WHAT IS REQUIRED>
Copy each line below containing "open".

:::::

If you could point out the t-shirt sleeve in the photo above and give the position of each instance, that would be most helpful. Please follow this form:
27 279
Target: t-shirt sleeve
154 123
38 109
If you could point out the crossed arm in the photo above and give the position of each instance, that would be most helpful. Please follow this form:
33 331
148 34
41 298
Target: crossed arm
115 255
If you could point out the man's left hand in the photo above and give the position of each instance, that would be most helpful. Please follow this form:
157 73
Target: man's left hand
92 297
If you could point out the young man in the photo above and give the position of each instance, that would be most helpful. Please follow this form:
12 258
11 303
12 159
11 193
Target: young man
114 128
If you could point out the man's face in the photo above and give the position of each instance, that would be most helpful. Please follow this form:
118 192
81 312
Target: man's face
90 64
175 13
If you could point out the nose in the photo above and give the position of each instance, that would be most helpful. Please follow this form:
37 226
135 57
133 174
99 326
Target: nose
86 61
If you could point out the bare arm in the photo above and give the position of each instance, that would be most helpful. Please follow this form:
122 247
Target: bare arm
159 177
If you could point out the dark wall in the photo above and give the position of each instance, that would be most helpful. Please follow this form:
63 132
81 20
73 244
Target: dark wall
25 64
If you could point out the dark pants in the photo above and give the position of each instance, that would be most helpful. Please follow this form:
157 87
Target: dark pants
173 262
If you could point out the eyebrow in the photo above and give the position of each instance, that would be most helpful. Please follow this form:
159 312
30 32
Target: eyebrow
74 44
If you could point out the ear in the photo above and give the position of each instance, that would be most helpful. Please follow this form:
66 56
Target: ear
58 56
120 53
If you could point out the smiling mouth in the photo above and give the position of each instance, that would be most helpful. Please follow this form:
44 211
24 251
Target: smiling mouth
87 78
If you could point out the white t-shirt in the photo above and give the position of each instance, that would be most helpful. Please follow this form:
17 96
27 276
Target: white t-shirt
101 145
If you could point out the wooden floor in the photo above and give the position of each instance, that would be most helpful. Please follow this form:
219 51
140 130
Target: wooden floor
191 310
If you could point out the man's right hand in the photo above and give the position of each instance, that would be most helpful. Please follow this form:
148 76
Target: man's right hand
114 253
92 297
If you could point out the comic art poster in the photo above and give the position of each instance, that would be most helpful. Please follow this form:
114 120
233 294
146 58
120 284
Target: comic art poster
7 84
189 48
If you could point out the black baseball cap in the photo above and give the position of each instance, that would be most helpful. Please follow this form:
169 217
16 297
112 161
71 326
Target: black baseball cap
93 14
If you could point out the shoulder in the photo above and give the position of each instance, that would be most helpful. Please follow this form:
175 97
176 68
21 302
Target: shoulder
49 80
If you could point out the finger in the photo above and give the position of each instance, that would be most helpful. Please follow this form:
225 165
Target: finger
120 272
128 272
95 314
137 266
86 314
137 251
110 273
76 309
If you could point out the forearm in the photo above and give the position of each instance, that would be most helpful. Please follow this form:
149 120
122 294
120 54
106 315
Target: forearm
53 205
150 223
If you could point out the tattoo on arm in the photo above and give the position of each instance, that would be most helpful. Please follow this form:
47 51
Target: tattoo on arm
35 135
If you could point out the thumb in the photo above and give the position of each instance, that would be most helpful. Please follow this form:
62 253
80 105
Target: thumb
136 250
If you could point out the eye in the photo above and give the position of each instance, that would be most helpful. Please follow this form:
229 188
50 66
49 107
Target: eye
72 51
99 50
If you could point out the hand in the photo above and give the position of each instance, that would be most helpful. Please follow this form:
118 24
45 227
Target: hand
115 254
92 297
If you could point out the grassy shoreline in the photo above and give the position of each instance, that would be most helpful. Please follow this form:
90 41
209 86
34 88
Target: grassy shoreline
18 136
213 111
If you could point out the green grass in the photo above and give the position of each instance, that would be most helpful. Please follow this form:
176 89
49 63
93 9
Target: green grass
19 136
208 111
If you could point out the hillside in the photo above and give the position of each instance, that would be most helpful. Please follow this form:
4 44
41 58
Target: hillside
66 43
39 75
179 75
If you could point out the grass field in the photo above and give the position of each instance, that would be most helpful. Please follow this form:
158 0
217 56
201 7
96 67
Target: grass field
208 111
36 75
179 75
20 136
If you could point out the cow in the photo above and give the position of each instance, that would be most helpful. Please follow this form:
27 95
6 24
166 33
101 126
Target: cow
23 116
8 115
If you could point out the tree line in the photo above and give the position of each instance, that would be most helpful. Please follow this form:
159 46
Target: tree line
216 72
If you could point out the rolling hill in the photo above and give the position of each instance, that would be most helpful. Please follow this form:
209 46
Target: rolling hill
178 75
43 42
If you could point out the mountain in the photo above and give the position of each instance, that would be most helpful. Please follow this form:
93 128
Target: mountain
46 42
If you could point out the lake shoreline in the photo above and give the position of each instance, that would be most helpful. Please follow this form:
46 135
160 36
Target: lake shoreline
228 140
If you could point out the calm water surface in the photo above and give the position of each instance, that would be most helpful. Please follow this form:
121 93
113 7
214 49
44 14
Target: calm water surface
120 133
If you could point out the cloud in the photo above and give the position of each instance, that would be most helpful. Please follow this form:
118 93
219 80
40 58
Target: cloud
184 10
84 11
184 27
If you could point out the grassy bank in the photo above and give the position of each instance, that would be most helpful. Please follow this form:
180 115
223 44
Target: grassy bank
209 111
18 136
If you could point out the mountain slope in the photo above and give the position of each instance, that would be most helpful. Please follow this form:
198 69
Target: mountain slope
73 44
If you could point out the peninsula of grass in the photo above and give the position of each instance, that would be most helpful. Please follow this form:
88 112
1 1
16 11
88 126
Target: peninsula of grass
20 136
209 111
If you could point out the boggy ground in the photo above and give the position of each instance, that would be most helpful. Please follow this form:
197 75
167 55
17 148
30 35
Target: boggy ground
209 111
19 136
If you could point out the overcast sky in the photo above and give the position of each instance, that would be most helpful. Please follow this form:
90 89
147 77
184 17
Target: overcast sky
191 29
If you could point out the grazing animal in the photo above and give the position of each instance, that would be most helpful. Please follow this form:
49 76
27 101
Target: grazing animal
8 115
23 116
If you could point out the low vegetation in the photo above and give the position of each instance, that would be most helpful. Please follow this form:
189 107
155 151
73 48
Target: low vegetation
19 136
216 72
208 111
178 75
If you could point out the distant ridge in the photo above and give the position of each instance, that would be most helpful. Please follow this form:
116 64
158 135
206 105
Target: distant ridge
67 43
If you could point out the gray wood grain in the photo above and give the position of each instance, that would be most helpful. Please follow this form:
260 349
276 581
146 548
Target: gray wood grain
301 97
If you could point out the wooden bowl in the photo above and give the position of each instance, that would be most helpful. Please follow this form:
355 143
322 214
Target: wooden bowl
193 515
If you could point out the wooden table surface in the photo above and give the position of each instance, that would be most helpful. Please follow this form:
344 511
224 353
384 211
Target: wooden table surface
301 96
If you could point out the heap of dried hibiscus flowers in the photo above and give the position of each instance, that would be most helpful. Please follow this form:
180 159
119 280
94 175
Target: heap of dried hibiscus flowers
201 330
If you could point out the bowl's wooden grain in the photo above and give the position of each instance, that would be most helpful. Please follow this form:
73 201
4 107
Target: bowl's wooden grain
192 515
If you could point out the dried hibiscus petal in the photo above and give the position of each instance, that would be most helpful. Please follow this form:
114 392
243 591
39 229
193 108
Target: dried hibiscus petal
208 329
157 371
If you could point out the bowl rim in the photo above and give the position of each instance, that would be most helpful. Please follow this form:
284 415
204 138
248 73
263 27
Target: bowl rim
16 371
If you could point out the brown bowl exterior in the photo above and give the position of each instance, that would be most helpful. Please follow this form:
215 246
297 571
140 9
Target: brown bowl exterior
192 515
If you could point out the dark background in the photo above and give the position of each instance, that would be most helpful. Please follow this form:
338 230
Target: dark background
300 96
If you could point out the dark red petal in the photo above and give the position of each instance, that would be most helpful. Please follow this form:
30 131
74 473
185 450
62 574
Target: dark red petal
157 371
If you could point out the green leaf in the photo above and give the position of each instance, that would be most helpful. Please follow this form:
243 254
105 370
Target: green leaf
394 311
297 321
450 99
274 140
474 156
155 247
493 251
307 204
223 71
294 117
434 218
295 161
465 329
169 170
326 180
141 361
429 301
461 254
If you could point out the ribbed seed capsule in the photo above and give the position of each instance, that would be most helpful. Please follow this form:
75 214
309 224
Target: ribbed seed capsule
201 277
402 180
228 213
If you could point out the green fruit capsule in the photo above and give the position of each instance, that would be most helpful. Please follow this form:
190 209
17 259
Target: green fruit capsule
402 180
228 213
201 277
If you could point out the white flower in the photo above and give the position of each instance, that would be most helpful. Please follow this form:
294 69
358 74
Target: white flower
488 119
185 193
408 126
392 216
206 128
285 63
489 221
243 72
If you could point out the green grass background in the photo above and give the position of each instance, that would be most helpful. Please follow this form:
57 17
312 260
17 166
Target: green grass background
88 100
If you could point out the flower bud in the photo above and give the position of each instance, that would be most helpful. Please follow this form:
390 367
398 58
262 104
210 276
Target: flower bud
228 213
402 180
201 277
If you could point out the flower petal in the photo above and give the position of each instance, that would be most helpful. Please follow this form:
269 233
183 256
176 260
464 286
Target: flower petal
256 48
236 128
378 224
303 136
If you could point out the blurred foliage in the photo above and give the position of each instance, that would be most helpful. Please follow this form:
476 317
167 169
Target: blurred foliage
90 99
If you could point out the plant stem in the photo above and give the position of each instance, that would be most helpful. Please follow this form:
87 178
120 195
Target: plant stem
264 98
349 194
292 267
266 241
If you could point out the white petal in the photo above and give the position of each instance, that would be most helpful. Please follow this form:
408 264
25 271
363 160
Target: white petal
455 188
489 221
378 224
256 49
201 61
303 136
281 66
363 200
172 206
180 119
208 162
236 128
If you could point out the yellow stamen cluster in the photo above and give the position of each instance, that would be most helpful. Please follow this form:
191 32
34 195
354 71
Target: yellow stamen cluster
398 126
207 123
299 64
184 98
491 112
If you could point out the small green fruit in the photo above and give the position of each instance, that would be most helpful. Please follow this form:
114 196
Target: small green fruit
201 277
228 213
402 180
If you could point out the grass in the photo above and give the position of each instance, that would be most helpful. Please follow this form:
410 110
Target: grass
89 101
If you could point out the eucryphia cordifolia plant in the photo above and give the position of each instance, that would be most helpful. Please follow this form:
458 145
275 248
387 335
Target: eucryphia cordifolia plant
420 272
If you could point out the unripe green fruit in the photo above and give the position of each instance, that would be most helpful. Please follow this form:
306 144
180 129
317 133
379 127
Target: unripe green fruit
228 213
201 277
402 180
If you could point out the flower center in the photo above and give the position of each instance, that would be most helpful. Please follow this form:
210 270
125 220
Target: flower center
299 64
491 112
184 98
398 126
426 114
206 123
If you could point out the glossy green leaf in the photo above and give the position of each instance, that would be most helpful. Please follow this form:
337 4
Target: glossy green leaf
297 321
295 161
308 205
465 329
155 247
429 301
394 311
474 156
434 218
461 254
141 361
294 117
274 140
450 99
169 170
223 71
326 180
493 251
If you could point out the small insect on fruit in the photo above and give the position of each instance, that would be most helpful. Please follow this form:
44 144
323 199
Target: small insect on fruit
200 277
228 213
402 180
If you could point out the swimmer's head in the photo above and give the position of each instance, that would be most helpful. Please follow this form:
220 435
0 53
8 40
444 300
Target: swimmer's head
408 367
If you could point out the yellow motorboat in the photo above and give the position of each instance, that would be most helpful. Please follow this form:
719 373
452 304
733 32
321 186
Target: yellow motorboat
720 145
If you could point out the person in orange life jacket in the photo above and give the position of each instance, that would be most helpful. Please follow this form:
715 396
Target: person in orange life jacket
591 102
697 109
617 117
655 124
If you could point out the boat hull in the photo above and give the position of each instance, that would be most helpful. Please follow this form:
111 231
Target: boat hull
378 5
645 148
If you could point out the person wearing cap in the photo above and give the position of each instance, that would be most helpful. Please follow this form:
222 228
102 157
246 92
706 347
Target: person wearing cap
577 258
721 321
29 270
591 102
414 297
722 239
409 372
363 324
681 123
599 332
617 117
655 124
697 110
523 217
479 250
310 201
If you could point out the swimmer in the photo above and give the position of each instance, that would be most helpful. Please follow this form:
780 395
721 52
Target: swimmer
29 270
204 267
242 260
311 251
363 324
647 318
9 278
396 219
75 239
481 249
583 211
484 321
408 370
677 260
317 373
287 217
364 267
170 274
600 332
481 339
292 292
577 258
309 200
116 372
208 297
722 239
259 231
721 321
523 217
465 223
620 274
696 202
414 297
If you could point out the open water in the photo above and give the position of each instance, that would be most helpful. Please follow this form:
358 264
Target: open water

:::::

SOLUTION FOR THIS EXERCISE>
If you could point out the open water in the photo above and give the position of each instance, that would be most helpful. Please follow this form:
Target: open water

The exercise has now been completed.